───── Extracted data ─────
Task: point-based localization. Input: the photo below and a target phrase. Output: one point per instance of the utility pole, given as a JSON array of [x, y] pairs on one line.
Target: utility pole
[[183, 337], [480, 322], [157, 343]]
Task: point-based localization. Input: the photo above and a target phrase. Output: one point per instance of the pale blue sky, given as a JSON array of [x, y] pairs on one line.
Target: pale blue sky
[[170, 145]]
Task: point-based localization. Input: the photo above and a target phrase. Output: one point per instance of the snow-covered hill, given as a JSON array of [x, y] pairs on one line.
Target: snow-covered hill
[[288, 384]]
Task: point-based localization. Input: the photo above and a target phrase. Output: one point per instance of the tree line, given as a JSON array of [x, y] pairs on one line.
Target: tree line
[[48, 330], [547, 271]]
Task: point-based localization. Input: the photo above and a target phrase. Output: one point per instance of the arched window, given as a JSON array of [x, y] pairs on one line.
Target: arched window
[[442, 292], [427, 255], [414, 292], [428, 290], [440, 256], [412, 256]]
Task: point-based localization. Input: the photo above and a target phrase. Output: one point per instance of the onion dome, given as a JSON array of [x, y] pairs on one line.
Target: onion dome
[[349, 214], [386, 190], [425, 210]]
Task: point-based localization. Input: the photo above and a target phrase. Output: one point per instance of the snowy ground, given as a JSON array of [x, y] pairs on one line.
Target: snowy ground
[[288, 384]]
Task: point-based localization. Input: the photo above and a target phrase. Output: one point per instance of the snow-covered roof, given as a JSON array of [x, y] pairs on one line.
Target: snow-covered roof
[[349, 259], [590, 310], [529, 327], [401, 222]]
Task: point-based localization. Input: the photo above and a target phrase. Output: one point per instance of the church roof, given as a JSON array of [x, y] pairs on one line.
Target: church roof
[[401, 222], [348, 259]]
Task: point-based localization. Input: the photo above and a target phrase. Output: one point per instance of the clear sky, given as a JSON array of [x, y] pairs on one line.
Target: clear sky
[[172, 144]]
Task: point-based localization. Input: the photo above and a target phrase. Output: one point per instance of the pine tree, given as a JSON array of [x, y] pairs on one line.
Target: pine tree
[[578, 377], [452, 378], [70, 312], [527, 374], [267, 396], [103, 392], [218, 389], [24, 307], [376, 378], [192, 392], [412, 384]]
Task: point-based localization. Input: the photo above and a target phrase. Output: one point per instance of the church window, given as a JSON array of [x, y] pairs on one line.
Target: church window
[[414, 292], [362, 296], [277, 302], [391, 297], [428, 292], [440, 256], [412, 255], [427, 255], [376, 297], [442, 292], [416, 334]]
─────
Reproduce the entries from the line containing "church roof, given" through the end of the entries, inclusive, with every line kept in place. Shift each coordinate in the answers by adding 33 to it.

Task: point-based localization. Input: the photo above and a target phrase. Output: one point per instance of the church roof, given as a JSON array of [x, y] pairs on one line.
Target: church roof
[[434, 255], [381, 292]]
Task: point-based localization. Input: the photo above and a target phrase. Output: one point per instance of the clear sky, given as a JSON array of [x, y] pairs on one line.
Target: clear sky
[[205, 177]]
Task: point-based localization. Input: the photo above and a target phrase. Output: one point per instance of the pine tree, given as a JSON array of [x, y] pairs on one line.
Target: pine tree
[[611, 410], [485, 411], [103, 345], [560, 407], [300, 429], [136, 425], [251, 422], [57, 340], [409, 411], [225, 425], [445, 417]]
Task: point-based localization. Input: the photo above and a target phrase. Output: one point per instance of the church window, given as a JSON array of [x, y] pairs on one line.
Target: church window
[[447, 325], [395, 329], [310, 335], [424, 330], [461, 325], [473, 289], [445, 288], [460, 288], [409, 330], [475, 325], [449, 367]]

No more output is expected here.